DATA EXTRACTS:
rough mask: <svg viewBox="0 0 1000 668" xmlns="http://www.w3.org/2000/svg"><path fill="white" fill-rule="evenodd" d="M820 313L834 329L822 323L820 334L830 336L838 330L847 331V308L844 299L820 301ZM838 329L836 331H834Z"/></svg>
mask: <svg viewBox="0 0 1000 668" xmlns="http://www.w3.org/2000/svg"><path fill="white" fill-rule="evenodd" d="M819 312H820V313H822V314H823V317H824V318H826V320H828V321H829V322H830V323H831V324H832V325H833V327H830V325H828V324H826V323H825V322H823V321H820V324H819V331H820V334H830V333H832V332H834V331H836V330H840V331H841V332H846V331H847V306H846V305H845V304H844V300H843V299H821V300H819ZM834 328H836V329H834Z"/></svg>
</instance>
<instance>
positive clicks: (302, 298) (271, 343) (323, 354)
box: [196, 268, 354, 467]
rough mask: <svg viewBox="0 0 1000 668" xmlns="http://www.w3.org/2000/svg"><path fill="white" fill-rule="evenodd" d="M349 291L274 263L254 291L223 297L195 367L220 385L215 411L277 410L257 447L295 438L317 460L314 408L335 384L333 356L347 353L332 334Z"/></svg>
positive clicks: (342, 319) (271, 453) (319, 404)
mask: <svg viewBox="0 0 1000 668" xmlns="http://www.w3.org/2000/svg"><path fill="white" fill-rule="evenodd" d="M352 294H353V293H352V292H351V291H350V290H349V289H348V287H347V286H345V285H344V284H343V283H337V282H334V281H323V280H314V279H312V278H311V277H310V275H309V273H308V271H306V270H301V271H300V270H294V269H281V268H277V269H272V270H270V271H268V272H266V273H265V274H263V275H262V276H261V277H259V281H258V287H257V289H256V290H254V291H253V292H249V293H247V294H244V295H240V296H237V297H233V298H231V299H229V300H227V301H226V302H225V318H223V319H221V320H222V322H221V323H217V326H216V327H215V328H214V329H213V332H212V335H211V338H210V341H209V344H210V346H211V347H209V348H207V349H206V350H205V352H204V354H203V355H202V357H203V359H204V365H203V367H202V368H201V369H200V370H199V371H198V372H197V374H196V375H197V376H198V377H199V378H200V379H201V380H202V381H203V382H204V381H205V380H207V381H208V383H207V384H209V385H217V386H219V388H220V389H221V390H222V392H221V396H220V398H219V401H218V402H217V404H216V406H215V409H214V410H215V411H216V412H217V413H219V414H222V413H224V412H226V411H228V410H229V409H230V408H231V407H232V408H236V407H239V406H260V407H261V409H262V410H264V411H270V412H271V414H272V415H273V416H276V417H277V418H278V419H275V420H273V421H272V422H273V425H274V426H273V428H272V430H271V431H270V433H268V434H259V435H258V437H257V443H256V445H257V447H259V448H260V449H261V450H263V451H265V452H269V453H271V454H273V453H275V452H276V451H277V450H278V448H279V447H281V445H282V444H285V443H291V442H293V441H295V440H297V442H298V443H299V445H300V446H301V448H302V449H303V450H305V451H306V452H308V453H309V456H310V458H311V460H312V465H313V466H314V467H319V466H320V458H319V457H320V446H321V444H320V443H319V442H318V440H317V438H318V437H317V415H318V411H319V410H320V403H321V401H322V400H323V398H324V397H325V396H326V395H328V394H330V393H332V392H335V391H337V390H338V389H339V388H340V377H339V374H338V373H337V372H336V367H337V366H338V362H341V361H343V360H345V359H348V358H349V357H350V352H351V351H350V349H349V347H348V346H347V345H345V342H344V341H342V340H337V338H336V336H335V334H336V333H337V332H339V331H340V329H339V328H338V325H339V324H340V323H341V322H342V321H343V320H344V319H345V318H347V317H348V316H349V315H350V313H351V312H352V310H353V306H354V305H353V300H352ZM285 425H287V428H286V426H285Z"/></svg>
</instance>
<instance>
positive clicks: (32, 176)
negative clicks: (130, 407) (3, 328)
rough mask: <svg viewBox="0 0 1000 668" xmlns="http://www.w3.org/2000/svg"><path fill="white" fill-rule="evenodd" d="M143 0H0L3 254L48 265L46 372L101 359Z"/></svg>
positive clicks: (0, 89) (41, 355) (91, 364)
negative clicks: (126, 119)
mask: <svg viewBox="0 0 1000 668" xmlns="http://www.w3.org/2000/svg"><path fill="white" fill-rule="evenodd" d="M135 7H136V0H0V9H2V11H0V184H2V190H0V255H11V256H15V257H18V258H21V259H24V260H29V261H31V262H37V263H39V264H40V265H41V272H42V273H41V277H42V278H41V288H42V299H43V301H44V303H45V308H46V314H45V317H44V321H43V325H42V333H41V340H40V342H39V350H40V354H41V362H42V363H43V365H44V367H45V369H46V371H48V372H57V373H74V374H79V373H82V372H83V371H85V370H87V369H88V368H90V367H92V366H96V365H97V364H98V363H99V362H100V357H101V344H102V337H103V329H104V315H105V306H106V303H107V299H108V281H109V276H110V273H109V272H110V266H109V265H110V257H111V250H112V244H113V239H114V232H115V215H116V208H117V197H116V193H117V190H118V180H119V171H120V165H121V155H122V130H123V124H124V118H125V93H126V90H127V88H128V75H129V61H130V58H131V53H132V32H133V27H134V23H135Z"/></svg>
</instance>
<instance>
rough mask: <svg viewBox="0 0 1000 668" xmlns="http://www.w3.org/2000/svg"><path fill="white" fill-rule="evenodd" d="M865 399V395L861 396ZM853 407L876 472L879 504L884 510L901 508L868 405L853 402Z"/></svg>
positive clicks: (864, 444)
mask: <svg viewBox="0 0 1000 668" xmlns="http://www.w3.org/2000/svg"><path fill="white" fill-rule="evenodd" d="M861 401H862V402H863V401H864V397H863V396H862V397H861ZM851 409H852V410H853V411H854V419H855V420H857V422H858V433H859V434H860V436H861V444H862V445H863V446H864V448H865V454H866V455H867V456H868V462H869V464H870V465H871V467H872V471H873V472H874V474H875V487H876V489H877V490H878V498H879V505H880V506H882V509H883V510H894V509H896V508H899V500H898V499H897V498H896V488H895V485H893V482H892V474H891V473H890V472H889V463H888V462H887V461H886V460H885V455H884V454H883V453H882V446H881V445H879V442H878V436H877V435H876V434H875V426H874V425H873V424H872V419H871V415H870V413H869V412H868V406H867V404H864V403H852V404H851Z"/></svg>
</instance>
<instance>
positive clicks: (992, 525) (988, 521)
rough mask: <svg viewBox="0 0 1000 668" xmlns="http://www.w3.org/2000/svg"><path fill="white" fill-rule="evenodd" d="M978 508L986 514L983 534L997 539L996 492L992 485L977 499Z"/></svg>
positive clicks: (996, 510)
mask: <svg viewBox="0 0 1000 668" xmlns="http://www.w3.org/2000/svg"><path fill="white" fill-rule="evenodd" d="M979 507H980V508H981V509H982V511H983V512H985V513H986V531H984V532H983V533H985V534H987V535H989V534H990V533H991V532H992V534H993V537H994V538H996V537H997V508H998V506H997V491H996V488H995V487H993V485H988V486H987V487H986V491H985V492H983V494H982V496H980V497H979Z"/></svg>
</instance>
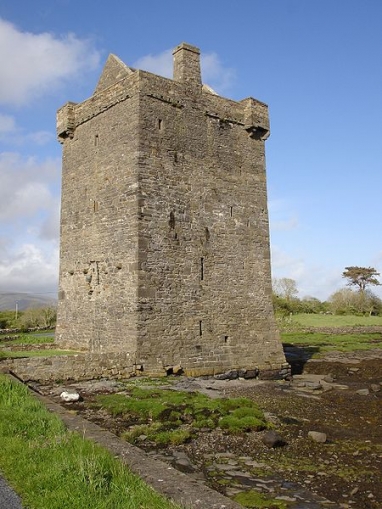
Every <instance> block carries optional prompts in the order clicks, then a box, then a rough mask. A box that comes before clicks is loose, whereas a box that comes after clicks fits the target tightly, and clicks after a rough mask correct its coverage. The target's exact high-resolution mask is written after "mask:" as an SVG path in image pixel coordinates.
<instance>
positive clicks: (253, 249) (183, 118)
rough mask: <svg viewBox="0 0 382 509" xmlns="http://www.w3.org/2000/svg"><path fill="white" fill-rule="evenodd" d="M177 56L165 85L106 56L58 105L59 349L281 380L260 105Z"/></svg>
mask: <svg viewBox="0 0 382 509" xmlns="http://www.w3.org/2000/svg"><path fill="white" fill-rule="evenodd" d="M173 55H174V75H173V79H166V78H163V77H160V76H156V75H154V74H151V73H149V72H145V71H141V70H135V69H132V68H129V67H127V66H126V65H125V64H124V63H123V62H121V61H120V60H119V59H118V58H117V57H116V56H114V55H110V56H109V58H108V60H107V62H106V65H105V67H104V69H103V72H102V75H101V77H100V79H99V82H98V84H97V87H96V89H95V92H94V94H93V96H92V97H90V98H89V99H87V100H86V101H84V102H82V103H80V104H75V103H72V102H68V103H67V104H66V105H65V106H63V107H62V108H61V109H60V110H59V111H58V115H57V131H58V138H59V141H60V142H61V143H62V145H63V169H62V206H61V253H60V289H59V305H58V323H57V330H56V342H57V344H58V345H59V346H60V347H65V348H72V349H79V350H85V351H89V352H98V353H104V354H106V355H107V354H108V353H111V352H114V353H115V352H121V353H122V352H123V353H126V352H127V353H128V354H129V356H130V359H131V361H132V364H133V365H135V366H136V368H137V369H140V370H142V371H143V373H146V374H158V373H159V374H160V373H162V374H164V373H166V372H167V373H171V371H172V369H173V367H174V366H181V367H182V369H183V370H184V372H185V373H186V374H190V375H204V374H217V373H222V372H225V371H227V370H231V369H232V370H235V369H236V370H239V369H242V370H247V371H246V373H247V376H252V375H255V374H257V373H258V372H260V375H262V374H264V375H265V374H272V375H276V376H277V374H279V373H280V372H281V373H282V372H283V371H282V370H283V369H284V368H285V367H286V366H285V357H284V354H283V350H282V346H281V342H280V338H279V333H278V331H277V327H276V324H275V320H274V315H273V309H272V298H271V294H272V291H271V273H270V252H269V226H268V213H267V193H266V176H265V161H264V142H265V140H266V139H267V137H268V135H269V123H268V111H267V106H266V105H265V104H263V103H261V102H259V101H257V100H255V99H252V98H248V99H244V100H242V101H239V102H236V101H233V100H230V99H226V98H223V97H220V96H219V95H216V94H215V93H214V92H213V90H212V89H210V88H209V87H208V86H206V85H202V82H201V72H200V52H199V50H198V49H197V48H195V47H194V46H190V45H188V44H184V43H183V44H181V45H180V46H178V47H177V48H175V50H174V52H173ZM243 372H244V371H243Z"/></svg>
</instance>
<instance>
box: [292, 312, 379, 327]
mask: <svg viewBox="0 0 382 509" xmlns="http://www.w3.org/2000/svg"><path fill="white" fill-rule="evenodd" d="M283 323H284V324H285V325H288V326H290V325H292V326H293V325H296V326H301V327H349V326H372V325H377V326H382V316H355V315H343V316H342V315H315V314H313V313H312V314H308V313H301V314H297V315H292V316H290V317H288V318H286V319H284V320H283Z"/></svg>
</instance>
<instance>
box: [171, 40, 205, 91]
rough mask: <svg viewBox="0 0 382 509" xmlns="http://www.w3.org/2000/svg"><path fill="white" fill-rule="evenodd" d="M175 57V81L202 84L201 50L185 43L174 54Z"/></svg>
mask: <svg viewBox="0 0 382 509" xmlns="http://www.w3.org/2000/svg"><path fill="white" fill-rule="evenodd" d="M172 54H173V55H174V80H175V81H181V82H182V83H188V84H190V85H198V86H200V85H201V84H202V76H201V72H200V50H199V48H196V47H195V46H191V45H190V44H187V43H185V42H183V43H182V44H180V45H179V46H177V47H176V48H175V49H174V51H173V52H172Z"/></svg>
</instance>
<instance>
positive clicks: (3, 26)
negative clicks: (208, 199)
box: [0, 18, 100, 106]
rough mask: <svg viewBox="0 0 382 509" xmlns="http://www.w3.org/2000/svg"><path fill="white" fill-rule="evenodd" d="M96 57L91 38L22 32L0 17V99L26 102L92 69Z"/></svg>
mask: <svg viewBox="0 0 382 509" xmlns="http://www.w3.org/2000/svg"><path fill="white" fill-rule="evenodd" d="M99 56H100V55H99V53H98V52H97V51H96V50H95V49H94V48H92V44H91V42H90V41H88V40H83V39H78V38H77V37H76V36H75V35H73V34H67V35H65V36H63V37H61V38H58V37H56V36H54V35H52V34H50V33H41V34H33V33H30V32H23V31H21V30H19V29H18V28H17V27H16V26H15V25H13V24H12V23H10V22H8V21H6V20H4V19H1V18H0V61H1V66H0V102H1V103H2V104H7V105H13V106H20V105H23V104H26V103H28V102H30V101H31V100H32V99H34V98H35V97H40V96H42V95H43V94H46V93H47V92H49V91H50V90H54V89H55V87H59V86H60V85H61V84H62V82H63V81H65V80H67V79H69V78H73V77H74V76H76V75H77V74H78V73H79V71H86V70H92V69H95V68H96V67H97V66H98V65H99Z"/></svg>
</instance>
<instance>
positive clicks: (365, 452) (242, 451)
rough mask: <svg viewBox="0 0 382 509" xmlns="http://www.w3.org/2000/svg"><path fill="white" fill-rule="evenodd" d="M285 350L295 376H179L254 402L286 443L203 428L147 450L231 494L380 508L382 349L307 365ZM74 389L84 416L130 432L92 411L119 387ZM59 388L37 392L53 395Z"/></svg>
mask: <svg viewBox="0 0 382 509" xmlns="http://www.w3.org/2000/svg"><path fill="white" fill-rule="evenodd" d="M289 355H290V360H292V363H293V364H294V370H295V373H296V374H295V375H294V377H293V381H282V382H281V381H278V382H265V381H256V380H252V381H244V380H234V381H217V380H200V379H191V380H190V379H184V378H181V379H179V380H177V385H178V388H179V389H186V390H200V391H202V392H205V393H207V394H209V395H210V396H222V395H226V396H235V397H237V396H246V397H249V398H252V399H253V400H255V401H256V402H257V403H258V404H259V405H260V407H261V408H262V409H263V410H264V411H265V412H266V413H267V416H268V418H269V420H270V421H271V422H273V425H274V428H275V430H276V431H277V432H278V433H279V434H280V436H281V437H282V438H283V439H284V441H285V442H286V445H285V446H283V447H277V448H268V447H266V446H265V445H264V444H263V442H262V436H263V434H264V432H260V433H246V434H245V435H241V436H229V435H226V434H224V433H223V432H222V431H221V430H215V431H208V430H204V431H201V432H200V433H199V434H198V437H197V438H196V439H194V440H192V441H191V442H190V443H188V444H185V445H182V446H178V447H171V448H167V449H165V450H153V449H152V446H151V445H150V444H146V443H145V442H144V441H143V442H142V446H141V447H142V449H144V450H146V452H148V453H149V454H150V455H152V456H153V457H154V458H155V457H156V458H160V459H161V460H164V461H167V462H169V463H171V464H172V465H175V466H177V467H178V468H180V469H184V471H186V472H188V475H189V476H191V477H192V478H193V479H195V480H198V481H201V482H203V483H207V485H209V486H211V487H212V488H214V489H215V490H218V491H219V492H221V493H223V494H225V495H228V496H230V497H233V496H234V495H235V494H236V493H238V492H239V491H243V490H244V491H247V490H250V489H255V490H257V491H258V492H261V493H263V494H264V495H266V496H269V497H272V498H273V499H277V500H278V501H280V502H281V501H282V502H284V503H285V504H286V505H285V507H288V508H290V509H297V508H300V509H301V508H304V509H305V508H312V509H313V508H323V507H333V508H334V507H339V508H344V509H345V508H356V509H377V508H380V507H382V483H381V479H382V351H381V350H376V351H374V352H371V353H370V352H368V353H362V352H361V353H359V352H357V353H355V354H351V355H344V354H331V355H330V356H328V357H326V358H325V359H322V360H320V361H313V360H310V361H308V362H306V361H305V360H304V357H303V355H302V356H300V357H299V355H298V352H296V351H294V352H289ZM68 387H69V386H65V388H68ZM74 387H75V388H76V389H78V390H79V392H80V393H81V395H82V396H83V401H82V402H81V403H79V404H76V407H75V408H76V410H77V412H79V414H80V415H82V416H84V417H85V418H87V419H89V420H91V421H93V422H96V423H97V424H99V425H100V426H102V427H104V428H105V429H108V430H109V431H112V432H113V433H115V434H117V435H119V434H120V433H122V432H123V431H124V429H126V422H124V420H123V419H112V418H111V417H110V416H109V415H108V414H106V413H105V412H102V411H101V412H100V411H98V410H94V409H92V407H91V401H92V398H94V395H95V394H96V393H97V392H105V391H117V390H118V384H117V383H113V382H109V381H103V382H101V383H94V382H92V383H87V384H86V383H85V384H75V386H74ZM62 389H63V387H62V386H61V387H58V386H56V387H53V386H49V387H40V388H39V390H40V391H41V392H43V393H45V394H47V395H49V396H50V397H53V398H56V400H57V401H58V400H59V397H58V394H59V392H60V391H61V390H62ZM72 408H73V406H72ZM311 431H317V432H321V433H324V434H325V435H326V437H327V440H326V442H325V443H318V442H315V441H313V440H312V439H311V438H310V437H309V432H311ZM179 458H181V459H182V458H183V459H182V461H179ZM269 507H271V506H269ZM274 507H277V506H274Z"/></svg>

TASK DIRECTIONS: Identify every line in the items above that contains the string "positive", and copy each of those lines.

SOLUTION:
positive clicks: (302, 298) (271, 343) (323, 354)
positive clicks: (342, 319) (271, 453) (319, 404)
positive clicks: (32, 176)
positive clicks: (0, 89) (41, 355) (91, 364)
positive clicks: (864, 444)
positive clicks: (992, 525) (988, 521)
positive clicks: (996, 510)
positive clicks: (253, 249) (183, 118)
positive clicks: (3, 26)
positive clicks: (365, 452) (242, 451)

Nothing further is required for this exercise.